# Start of Records provided
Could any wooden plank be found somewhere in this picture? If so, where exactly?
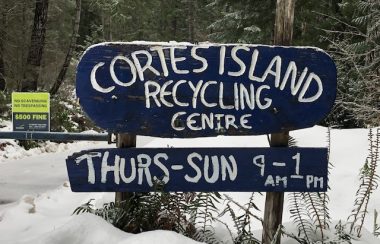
[66,148,327,192]
[76,42,336,137]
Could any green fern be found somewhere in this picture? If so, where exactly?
[219,193,263,244]
[348,128,380,237]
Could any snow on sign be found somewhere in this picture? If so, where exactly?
[66,148,327,192]
[76,42,336,137]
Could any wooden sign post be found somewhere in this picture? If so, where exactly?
[262,0,296,244]
[70,16,337,243]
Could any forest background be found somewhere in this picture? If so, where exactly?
[0,0,380,130]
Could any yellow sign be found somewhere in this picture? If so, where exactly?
[12,92,50,131]
[12,92,50,113]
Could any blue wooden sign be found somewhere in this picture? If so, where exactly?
[66,148,327,192]
[76,42,336,137]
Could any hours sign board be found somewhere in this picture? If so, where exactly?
[12,92,50,131]
[76,42,336,137]
[66,148,327,192]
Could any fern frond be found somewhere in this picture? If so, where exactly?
[348,128,380,237]
[288,192,314,243]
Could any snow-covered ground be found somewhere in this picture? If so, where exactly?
[0,127,380,244]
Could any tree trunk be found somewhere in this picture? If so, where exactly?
[21,0,49,91]
[262,0,296,244]
[187,0,196,43]
[0,1,8,91]
[50,0,81,95]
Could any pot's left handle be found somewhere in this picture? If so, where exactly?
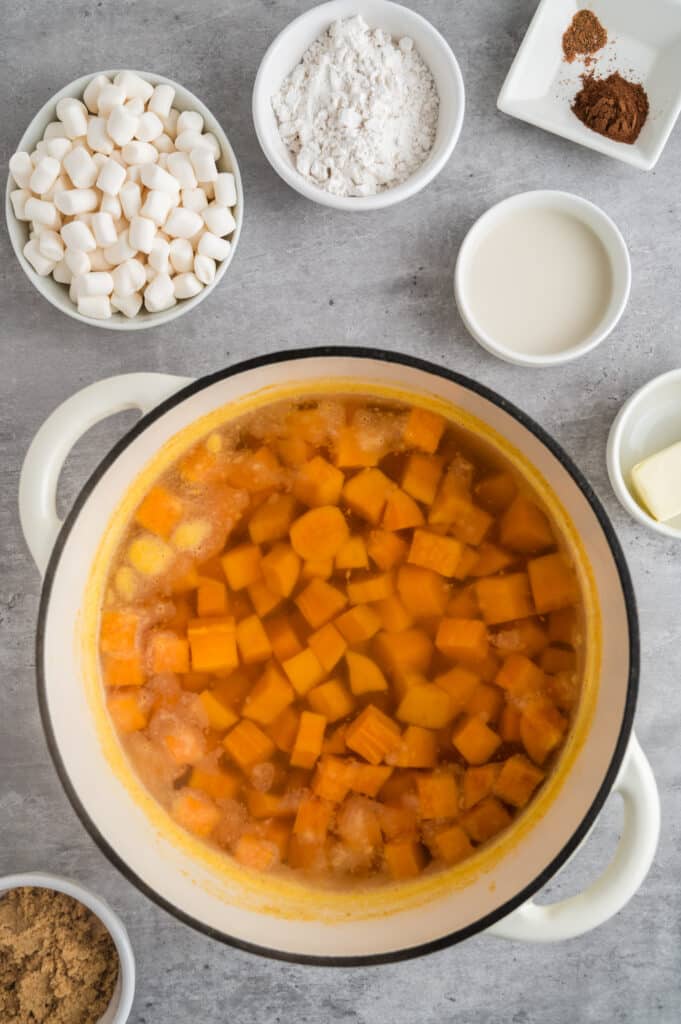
[18,374,191,575]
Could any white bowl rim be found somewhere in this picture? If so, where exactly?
[251,0,466,213]
[5,68,244,331]
[454,188,632,367]
[0,871,135,1024]
[606,368,681,541]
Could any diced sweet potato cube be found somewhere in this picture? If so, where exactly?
[222,719,274,768]
[383,839,426,882]
[452,718,501,765]
[382,486,425,529]
[495,754,544,807]
[282,647,326,697]
[135,484,182,540]
[409,529,464,577]
[107,687,147,733]
[334,604,381,645]
[307,679,355,722]
[345,650,388,694]
[475,572,535,626]
[293,455,345,508]
[222,544,261,590]
[402,406,446,455]
[396,683,454,729]
[242,662,296,725]
[345,705,400,765]
[397,565,449,618]
[527,552,580,615]
[248,494,296,544]
[401,452,443,505]
[460,797,511,843]
[435,618,490,666]
[295,579,347,630]
[260,543,300,597]
[199,690,239,732]
[291,711,327,768]
[186,617,239,672]
[499,495,556,552]
[170,786,220,839]
[431,825,473,865]
[264,615,303,662]
[416,771,459,821]
[367,529,408,572]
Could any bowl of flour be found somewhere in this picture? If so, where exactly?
[253,0,464,211]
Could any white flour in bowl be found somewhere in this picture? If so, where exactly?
[272,16,439,196]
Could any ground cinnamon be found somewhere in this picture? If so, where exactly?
[572,72,648,144]
[563,10,607,63]
[0,887,119,1024]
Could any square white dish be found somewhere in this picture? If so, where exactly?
[497,0,681,171]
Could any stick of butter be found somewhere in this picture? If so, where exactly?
[632,441,681,522]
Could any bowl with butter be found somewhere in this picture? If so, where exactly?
[607,369,681,540]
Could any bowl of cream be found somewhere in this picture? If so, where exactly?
[454,190,631,367]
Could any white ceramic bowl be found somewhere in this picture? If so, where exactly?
[5,69,244,331]
[0,871,135,1024]
[454,189,631,367]
[253,0,464,212]
[607,370,681,541]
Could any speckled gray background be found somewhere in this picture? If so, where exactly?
[0,0,681,1024]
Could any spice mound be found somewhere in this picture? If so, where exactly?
[0,887,119,1024]
[563,10,607,63]
[572,72,648,144]
[271,16,439,196]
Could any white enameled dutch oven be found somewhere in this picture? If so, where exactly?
[19,348,659,966]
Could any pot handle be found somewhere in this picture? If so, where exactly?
[18,374,191,575]
[490,733,659,942]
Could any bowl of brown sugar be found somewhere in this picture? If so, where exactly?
[0,872,135,1024]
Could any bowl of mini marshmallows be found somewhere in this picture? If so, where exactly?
[6,71,244,331]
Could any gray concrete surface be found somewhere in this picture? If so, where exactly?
[0,0,681,1024]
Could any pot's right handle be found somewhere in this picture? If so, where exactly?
[490,733,659,942]
[18,374,191,575]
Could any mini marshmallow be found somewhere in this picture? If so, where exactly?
[97,157,126,196]
[114,71,154,102]
[61,220,97,251]
[24,239,54,274]
[107,105,141,145]
[63,145,97,188]
[197,231,231,262]
[9,153,34,188]
[110,292,142,319]
[54,188,99,217]
[91,212,118,248]
[56,96,87,138]
[168,153,197,188]
[129,216,156,253]
[135,111,163,142]
[168,239,194,273]
[112,259,146,298]
[87,118,114,156]
[146,85,175,119]
[118,181,142,220]
[139,189,172,227]
[121,141,159,165]
[194,255,217,285]
[164,206,203,239]
[202,203,237,238]
[38,230,63,263]
[78,295,112,319]
[189,150,217,184]
[173,273,204,299]
[218,171,237,206]
[25,196,61,228]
# End of Records provided
Task description: Copy every one of the records above word for word, leaving out the pictures.

Response:
Could any wooden plank be found somewhere in this picture? If so, where exactly?
[66,148,327,192]
[76,42,336,137]
Could any green fern be found somewhere in this picture? If so, where exactly?
[219,193,263,244]
[348,128,380,237]
Could any snow on sign be found somewhere in this picture? If so, where exactly?
[66,148,327,192]
[76,42,336,137]
Could any wooden sign post be found somewhere in this picture? If so, where exactly?
[262,0,296,244]
[70,16,337,243]
Could any forest background be found somewhere in this picture? If so, where exactly?
[0,0,380,130]
Could any yellow sign be found somewhere in this picture? If so, where exactly?
[12,92,50,131]
[12,92,50,113]
Could any blue wooden sign be found somewhere in this picture? If so, where exactly?
[66,148,327,192]
[76,42,336,137]
Could any hours sign board be found somewhere in this picture? If so, where exactly?
[12,92,50,131]
[76,42,336,137]
[66,148,327,192]
Could any fern frond be found somewhere in this picture? If so, where exactly?
[348,128,380,237]
[288,192,314,243]
Could any snow-covered ground be found somewhere in this picture? If so, where exactly?
[0,127,380,244]
Could any tree trunk be found somewhere in this picture? If so, where exactly?
[21,0,49,91]
[262,0,296,244]
[187,0,196,43]
[0,1,8,91]
[50,0,81,95]
Could any pot's left handle be found somewhere in this picture? If so, where exactly?
[18,374,191,575]
Could any white bowl rim be found somewhere in this picture? If so, where exactly?
[251,0,466,213]
[5,68,244,331]
[454,188,632,367]
[0,871,135,1024]
[606,368,681,541]
Could any diced sweet potato cube be found somewhere in this picture? If so, where exactly?
[222,719,274,768]
[383,839,426,882]
[452,718,501,765]
[382,486,425,529]
[495,754,544,807]
[282,647,326,697]
[135,484,182,540]
[409,529,464,577]
[107,687,147,733]
[334,604,381,645]
[307,679,355,722]
[345,650,388,694]
[475,572,535,626]
[293,455,345,508]
[222,544,261,590]
[402,406,446,455]
[396,683,454,729]
[242,662,296,725]
[345,705,400,765]
[397,565,449,618]
[527,552,580,615]
[248,494,296,544]
[401,452,443,505]
[460,797,511,843]
[435,618,490,666]
[295,579,347,630]
[260,543,300,597]
[199,690,239,732]
[291,711,327,768]
[186,617,239,672]
[499,495,556,552]
[170,786,220,839]
[431,825,473,865]
[264,615,303,662]
[416,771,459,821]
[367,529,408,572]
Could any bowl of flour be found somewhere in this picture? If so, where exactly?
[253,0,464,211]
Could any white flour in bowl be found somewhere in this picture? If so, where exactly?
[272,16,439,196]
Could any ground cinnamon be found somewhere in this picture? If so, where exactly?
[572,72,648,144]
[563,10,607,63]
[0,887,119,1024]
Could any square white dish be found somewhere in this picture? If so, where exactly?
[497,0,681,171]
Could any stick of butter be found somewhere in this picture? If so, where exactly?
[632,441,681,522]
Could any bowl with butter be found somewhere in this picture? If so, where exactly?
[607,369,681,540]
Could any bowl of cream be found somewhere in this picture? If so, where exactly?
[454,190,631,367]
Could any white ceramic bowl be found somewhere in this picture? If so, where exactly?
[5,69,244,331]
[0,871,135,1024]
[454,189,631,367]
[253,0,464,212]
[607,370,681,541]
Could any speckled gray background be found somewhere in this picture? If so, where exactly?
[0,0,681,1024]
Could any spice mound be found somewhere in this picture? If so, where exactly?
[0,887,119,1024]
[563,10,607,63]
[572,72,648,144]
[271,16,439,196]
Could any white enameled dutch oven be found somewhere in this picture? If so, where exactly?
[19,348,659,966]
Could any pot handle be found somewhere in this picture? If so, where exactly?
[18,374,191,575]
[490,733,659,942]
Could any bowl of brown sugar be found somewhere in this picture? If so, where exactly?
[0,872,135,1024]
Could any bowl of mini marshmallows be found somewhere in this picture? If so, where exactly?
[6,71,244,331]
Could any gray concrete surface be found somewhere in this picture? If so, where exactly?
[0,0,681,1024]
Could any pot's right handle be found somewhere in this picture? If so, where exactly?
[490,733,659,942]
[18,374,191,575]
Could any mini marshmallow be found somewhere in this picture? If so, where exactly?
[97,157,126,196]
[114,71,154,102]
[61,220,97,251]
[24,239,54,274]
[107,105,141,145]
[63,145,97,188]
[197,231,231,262]
[9,153,34,188]
[110,292,142,319]
[54,188,99,217]
[91,212,118,248]
[56,96,87,138]
[168,153,197,188]
[129,216,156,253]
[135,111,163,142]
[168,239,194,273]
[112,259,146,298]
[87,118,114,156]
[146,85,175,119]
[118,181,142,220]
[139,189,172,227]
[121,141,159,165]
[194,255,217,285]
[164,206,203,239]
[202,203,237,238]
[38,230,63,263]
[78,295,112,319]
[189,150,217,184]
[173,273,204,299]
[218,171,237,206]
[25,196,61,228]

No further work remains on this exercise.